*REQUIRED ACTION*: Copy every line of the entries that includes the word "marking".

*INPUT RECORDS*:
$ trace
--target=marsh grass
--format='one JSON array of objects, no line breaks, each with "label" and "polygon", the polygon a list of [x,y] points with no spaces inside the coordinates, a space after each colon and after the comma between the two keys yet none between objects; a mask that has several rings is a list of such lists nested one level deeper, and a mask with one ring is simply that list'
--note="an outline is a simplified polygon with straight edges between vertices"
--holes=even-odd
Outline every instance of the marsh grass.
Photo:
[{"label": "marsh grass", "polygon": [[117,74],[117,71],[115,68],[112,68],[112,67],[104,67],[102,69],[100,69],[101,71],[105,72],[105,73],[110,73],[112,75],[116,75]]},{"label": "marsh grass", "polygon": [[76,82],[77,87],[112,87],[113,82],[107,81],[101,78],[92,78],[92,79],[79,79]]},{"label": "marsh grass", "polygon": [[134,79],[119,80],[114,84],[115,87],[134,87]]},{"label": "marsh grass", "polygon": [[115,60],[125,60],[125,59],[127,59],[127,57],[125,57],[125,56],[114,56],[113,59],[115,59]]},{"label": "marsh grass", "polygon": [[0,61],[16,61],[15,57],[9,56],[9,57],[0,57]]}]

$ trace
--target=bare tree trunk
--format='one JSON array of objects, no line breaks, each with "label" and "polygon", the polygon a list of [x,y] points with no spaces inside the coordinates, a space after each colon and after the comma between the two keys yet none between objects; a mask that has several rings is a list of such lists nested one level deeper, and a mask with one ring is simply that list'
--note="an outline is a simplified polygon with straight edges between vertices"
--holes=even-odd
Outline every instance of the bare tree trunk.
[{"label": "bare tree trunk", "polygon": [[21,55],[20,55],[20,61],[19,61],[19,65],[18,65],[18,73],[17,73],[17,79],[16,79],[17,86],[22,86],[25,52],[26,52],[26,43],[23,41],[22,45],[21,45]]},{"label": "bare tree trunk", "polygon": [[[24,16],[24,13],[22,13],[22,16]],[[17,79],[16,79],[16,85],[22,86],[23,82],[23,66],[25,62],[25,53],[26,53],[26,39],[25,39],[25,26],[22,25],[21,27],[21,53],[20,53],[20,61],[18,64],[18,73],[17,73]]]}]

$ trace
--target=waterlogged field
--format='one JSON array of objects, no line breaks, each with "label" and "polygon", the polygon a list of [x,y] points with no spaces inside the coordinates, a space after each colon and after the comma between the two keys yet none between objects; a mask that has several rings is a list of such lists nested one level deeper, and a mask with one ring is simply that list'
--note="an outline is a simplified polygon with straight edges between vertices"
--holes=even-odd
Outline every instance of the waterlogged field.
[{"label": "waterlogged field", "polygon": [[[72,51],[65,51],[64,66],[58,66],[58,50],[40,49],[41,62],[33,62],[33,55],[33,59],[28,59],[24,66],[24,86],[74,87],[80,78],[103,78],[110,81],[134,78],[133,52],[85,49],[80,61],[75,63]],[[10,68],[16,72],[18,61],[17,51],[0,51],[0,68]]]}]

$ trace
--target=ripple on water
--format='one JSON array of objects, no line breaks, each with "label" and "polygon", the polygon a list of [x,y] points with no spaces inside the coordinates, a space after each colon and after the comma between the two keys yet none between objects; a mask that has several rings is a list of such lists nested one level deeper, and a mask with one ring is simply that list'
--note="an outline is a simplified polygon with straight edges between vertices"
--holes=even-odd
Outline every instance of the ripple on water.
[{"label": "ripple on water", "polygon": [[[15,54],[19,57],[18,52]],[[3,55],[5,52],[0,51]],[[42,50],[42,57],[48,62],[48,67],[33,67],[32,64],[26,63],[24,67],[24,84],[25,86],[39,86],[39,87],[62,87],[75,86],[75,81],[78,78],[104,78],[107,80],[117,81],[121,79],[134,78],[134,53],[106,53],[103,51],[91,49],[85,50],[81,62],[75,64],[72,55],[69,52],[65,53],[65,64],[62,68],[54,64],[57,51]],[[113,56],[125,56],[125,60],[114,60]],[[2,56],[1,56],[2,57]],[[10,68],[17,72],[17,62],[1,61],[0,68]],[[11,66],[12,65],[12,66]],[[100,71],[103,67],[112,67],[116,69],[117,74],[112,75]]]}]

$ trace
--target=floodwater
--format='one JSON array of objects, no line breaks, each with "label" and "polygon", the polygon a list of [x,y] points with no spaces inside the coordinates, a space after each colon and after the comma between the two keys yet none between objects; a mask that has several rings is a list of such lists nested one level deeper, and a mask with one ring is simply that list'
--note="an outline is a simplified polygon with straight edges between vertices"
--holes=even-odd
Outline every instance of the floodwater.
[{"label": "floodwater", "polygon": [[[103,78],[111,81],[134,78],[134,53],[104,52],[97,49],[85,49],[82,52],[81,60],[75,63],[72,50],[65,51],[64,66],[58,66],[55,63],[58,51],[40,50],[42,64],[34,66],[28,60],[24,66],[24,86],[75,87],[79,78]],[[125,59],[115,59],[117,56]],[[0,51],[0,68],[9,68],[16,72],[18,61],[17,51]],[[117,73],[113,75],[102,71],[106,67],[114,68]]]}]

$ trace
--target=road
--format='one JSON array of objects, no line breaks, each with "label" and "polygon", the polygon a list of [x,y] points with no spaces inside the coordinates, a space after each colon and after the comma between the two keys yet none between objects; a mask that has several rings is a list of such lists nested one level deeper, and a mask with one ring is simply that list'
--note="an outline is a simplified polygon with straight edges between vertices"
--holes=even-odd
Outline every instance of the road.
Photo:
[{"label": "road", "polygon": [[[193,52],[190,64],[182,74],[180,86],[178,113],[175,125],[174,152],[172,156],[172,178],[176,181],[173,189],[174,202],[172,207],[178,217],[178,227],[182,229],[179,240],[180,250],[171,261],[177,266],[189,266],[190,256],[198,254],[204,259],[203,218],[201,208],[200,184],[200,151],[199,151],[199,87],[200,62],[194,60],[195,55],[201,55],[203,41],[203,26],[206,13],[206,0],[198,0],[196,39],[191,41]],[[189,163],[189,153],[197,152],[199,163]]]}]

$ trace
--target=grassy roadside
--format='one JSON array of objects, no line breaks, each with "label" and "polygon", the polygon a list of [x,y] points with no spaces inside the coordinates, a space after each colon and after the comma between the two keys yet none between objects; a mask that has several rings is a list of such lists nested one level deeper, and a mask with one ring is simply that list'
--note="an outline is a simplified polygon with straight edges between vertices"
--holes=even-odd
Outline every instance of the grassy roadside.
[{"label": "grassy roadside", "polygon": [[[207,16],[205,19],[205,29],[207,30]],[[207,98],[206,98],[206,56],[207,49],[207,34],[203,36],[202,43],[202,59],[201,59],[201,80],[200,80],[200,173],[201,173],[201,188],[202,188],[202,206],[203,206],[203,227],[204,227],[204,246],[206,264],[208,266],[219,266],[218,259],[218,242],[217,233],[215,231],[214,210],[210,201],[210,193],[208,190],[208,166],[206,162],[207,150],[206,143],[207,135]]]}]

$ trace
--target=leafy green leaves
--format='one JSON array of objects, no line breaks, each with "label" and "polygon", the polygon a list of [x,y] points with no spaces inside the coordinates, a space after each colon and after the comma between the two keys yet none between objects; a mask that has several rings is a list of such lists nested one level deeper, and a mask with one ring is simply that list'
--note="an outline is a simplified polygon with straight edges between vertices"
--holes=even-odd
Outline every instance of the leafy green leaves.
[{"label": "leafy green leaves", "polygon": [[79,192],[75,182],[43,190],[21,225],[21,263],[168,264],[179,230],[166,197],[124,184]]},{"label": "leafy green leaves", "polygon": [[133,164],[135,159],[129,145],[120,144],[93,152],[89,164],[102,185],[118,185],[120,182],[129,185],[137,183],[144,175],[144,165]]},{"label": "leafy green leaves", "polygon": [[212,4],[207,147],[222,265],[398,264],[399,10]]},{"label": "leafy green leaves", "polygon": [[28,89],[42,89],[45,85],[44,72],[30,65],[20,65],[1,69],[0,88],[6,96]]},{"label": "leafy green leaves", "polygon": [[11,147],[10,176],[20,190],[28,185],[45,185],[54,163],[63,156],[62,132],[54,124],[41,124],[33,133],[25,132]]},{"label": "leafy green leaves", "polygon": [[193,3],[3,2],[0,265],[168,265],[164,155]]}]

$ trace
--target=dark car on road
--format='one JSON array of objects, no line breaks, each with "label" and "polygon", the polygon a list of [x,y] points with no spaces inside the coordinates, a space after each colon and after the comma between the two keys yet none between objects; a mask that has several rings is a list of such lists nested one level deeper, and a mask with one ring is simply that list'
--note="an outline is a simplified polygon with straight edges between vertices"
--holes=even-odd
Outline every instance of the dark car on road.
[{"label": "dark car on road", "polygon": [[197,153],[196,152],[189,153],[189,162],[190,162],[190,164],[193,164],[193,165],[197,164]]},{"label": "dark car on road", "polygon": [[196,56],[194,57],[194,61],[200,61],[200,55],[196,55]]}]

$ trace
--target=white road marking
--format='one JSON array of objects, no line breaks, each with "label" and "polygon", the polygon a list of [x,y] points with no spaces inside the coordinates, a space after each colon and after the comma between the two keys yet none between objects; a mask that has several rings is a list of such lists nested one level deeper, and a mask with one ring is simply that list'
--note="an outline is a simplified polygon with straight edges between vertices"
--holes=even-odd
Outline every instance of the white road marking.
--
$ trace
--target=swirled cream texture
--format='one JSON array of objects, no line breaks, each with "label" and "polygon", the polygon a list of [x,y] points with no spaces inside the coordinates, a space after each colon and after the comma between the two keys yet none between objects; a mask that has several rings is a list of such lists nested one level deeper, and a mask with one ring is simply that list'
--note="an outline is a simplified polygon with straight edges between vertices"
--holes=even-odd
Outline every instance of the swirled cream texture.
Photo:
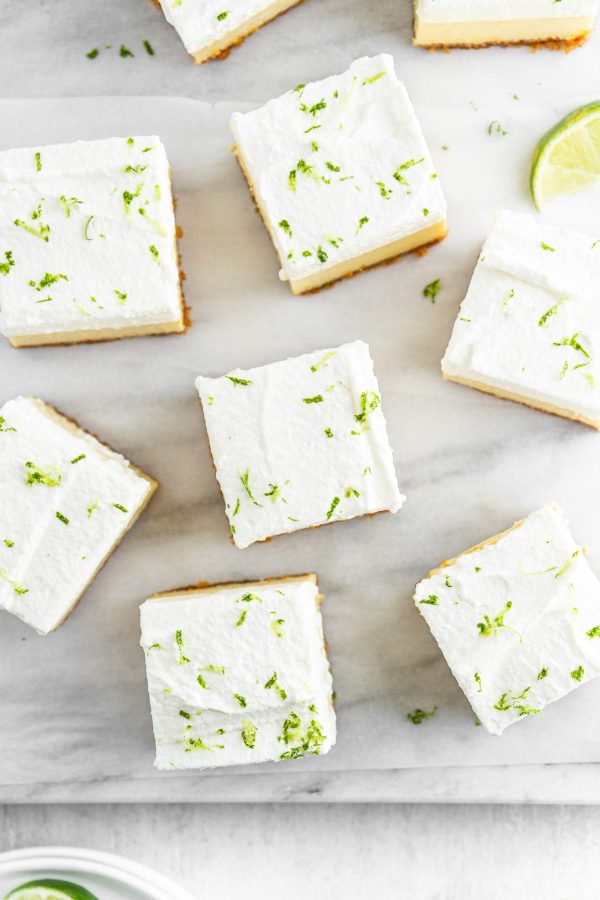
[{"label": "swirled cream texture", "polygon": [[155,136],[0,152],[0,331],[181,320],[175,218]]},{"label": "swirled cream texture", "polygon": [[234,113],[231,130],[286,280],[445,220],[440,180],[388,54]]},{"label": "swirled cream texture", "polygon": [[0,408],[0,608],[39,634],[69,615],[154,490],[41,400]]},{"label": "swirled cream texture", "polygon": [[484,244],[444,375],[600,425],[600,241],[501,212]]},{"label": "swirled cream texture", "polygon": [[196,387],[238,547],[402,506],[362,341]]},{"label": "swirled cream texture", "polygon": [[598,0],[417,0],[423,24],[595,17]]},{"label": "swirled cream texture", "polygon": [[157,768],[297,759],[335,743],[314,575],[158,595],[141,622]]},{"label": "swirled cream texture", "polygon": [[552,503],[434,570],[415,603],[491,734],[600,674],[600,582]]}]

*SOLUTION TO THE PROBLEM*:
--target=white road marking
Outline every instance of the white road marking.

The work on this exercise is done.